==== Exercise data ====
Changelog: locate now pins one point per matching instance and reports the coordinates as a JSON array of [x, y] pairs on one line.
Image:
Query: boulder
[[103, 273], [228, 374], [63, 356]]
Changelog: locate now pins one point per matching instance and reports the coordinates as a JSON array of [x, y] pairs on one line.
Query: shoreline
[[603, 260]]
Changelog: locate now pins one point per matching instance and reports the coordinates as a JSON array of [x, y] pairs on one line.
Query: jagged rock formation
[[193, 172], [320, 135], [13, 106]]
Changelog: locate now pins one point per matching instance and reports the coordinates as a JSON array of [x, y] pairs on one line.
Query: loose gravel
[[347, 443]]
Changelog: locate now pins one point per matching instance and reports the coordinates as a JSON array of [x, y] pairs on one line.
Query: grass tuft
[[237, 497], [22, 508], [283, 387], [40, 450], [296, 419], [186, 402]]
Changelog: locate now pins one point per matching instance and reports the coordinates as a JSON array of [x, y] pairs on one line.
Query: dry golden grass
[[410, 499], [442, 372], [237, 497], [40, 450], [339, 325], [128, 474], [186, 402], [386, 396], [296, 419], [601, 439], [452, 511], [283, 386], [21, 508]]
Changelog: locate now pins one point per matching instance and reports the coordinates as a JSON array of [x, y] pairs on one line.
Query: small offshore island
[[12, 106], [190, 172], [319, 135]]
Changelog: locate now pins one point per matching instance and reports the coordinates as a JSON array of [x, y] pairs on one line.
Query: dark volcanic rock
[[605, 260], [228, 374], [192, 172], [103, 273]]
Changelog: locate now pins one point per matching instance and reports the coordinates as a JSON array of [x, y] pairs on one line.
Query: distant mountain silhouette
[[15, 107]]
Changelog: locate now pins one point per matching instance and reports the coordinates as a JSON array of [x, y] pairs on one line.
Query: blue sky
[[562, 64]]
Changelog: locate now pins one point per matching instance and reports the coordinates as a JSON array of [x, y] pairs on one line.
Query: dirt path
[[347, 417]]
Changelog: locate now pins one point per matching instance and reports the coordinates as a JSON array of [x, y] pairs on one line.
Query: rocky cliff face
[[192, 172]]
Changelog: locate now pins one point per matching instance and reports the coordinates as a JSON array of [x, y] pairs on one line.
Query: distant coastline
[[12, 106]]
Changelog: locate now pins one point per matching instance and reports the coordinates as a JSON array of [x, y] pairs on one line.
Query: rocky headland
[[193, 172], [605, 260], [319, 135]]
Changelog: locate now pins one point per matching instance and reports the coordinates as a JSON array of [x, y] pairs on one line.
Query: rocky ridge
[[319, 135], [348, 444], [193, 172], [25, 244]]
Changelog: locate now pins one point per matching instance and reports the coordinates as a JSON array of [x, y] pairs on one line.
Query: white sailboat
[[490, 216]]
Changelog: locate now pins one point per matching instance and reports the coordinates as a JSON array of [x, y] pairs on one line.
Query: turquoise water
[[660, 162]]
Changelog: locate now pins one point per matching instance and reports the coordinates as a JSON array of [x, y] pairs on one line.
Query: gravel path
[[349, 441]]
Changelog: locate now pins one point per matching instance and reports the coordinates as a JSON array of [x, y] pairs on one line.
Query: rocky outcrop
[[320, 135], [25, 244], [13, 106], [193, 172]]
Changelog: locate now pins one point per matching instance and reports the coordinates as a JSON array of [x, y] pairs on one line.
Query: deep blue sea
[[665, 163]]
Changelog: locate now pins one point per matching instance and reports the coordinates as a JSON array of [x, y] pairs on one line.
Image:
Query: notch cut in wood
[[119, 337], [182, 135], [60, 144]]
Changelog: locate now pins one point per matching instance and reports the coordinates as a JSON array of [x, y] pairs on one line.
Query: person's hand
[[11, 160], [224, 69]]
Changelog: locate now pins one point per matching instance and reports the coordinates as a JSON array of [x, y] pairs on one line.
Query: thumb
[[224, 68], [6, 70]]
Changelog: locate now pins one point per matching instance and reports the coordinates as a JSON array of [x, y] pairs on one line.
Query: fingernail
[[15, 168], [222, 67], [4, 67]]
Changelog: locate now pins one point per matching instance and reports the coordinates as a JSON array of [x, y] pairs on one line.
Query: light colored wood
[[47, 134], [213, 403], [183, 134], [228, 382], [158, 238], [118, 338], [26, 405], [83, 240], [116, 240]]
====
Exercise directions:
Your task is to reproduce the full listing exactly.

Response:
Changelog: locate now pins one point per matching instance and reports the coordinates as a JSON array of [x, y] pairs on one line.
Image:
Query: boulder
[[103, 273], [228, 374], [63, 356]]
Changelog: locate now pins one point per matching instance and reports the coordinates as a JSON array of [x, y] pairs on one line.
Query: shoreline
[[603, 260]]
Changelog: locate now pins one point per matching instance and reports the coordinates as a JSON array of [x, y] pairs on one line.
Query: jagged rock formation
[[193, 172], [320, 135], [13, 106]]
Changelog: locate now pins one point per matching instance and reports the coordinates as a JSON array of [x, y] pairs on one line.
Query: loose gravel
[[347, 443]]
Changelog: locate now pins one point per matching instance and reports the coordinates as a JSON array of [x, y] pairs on one line.
Query: grass tuft
[[237, 497], [22, 508], [283, 387], [40, 450], [296, 419], [186, 402]]
Changelog: locate now pins one point per matching instance and reports the coordinates as a JSON array of [x, y] pairs on one line.
Query: dry golden grass
[[410, 499], [442, 372], [237, 497], [40, 450], [339, 325], [128, 474], [186, 402], [386, 396], [296, 419], [601, 439], [452, 511], [283, 386], [21, 508]]
Changelog: locate now pins one point per matching instance and reports the coordinates as a JSON array of [x, y] pairs on one line.
Query: small offshore island
[[12, 106], [190, 172], [319, 135]]
Changelog: locate now pins one point per matching instance and reports the coordinates as a JSON array of [x, y] pairs on one line.
Query: dark volcanic rock
[[605, 260], [228, 374], [192, 172], [103, 273]]
Changelog: locate now pins one point per matching instance and reports the coordinates as a JSON array of [x, y] pairs on one line.
Query: distant mountain silhouette
[[15, 107]]
Changelog: locate now pins one point per matching instance and reports the coordinates as a JSON array of [x, y] pairs on one line.
Query: blue sky
[[562, 64]]
Changelog: locate now pins one point per matching instance and reports the coordinates as a JSON array of [x, y] pairs on one line.
Query: dirt path
[[347, 417]]
Changelog: locate now pins one point per matching instance and reports the coordinates as a JSON array of [x, y] pairs on one line.
Query: rocky cliff face
[[192, 172]]
Changelog: locate now pins one point per matching instance and reports the coordinates as a JSON array of [x, y] pairs on one line.
Query: distant coastline
[[12, 106]]
Changelog: locate now pins one point per matching instance and reports the coordinates as a JSON array of [x, y] pairs on one line.
Query: rocky headland
[[193, 172], [605, 260], [319, 135]]
Changelog: locate now pins one point per matching instance and reports the coordinates as a JSON array of [x, y] pairs on one line.
Query: rocky ridge
[[319, 135], [348, 444], [193, 172], [25, 244]]
Changelog: locate now pins one point per matching instance and reports the coordinates as a JSON array of [x, y] pairs on one line.
Query: white sailboat
[[490, 216]]
Changelog: locate now pins one point per matching instance and reports the coordinates as a JSON array of [x, y] pairs on one line.
Query: turquoise water
[[660, 162]]
Changelog: locate now pins one point per matching instance and reports the coordinates as a JSON array of [x, y] pairs on one line.
Query: gravel path
[[349, 441]]
Changelog: locate now pins one point per matching instance and reports the coordinates as a JSON array of [x, y] pairs on one line.
Query: rocky outcrop
[[320, 135], [25, 244], [13, 106], [193, 172]]
Changelog: locate now pins one point per matching instance and reports the coordinates as a JSON array of [x, y] pairs on one line.
Query: deep blue sea
[[665, 163]]
Changelog: locate now pins one point per matching instance and reports the coordinates as a JSON array of [x, y] pairs on one line.
Image:
Query: notch cut in wood
[[119, 337], [182, 135], [60, 144]]
Changelog: locate now pins one point per matching instance and reports the coordinates as a JSON array of [x, y] pairs on one line.
Query: person's hand
[[11, 160], [224, 69]]
Changelog: locate now pins one point per matching instance and reports the coordinates as a JSON array of [x, y] pairs on one line.
Query: thumb
[[224, 68], [6, 70]]
Changelog: locate now pins one point per matching instance and reports the coordinates as a JSON array of [x, y] pairs on one line.
Query: fingernail
[[15, 168], [222, 67], [4, 67]]
Changelog: locate now pins one point per matching instance and reports the coordinates as a JSON array of [x, y] pairs on one line.
Query: light colored wood
[[47, 134], [213, 403], [183, 134], [228, 382], [158, 238], [118, 338], [26, 405], [83, 240], [116, 240]]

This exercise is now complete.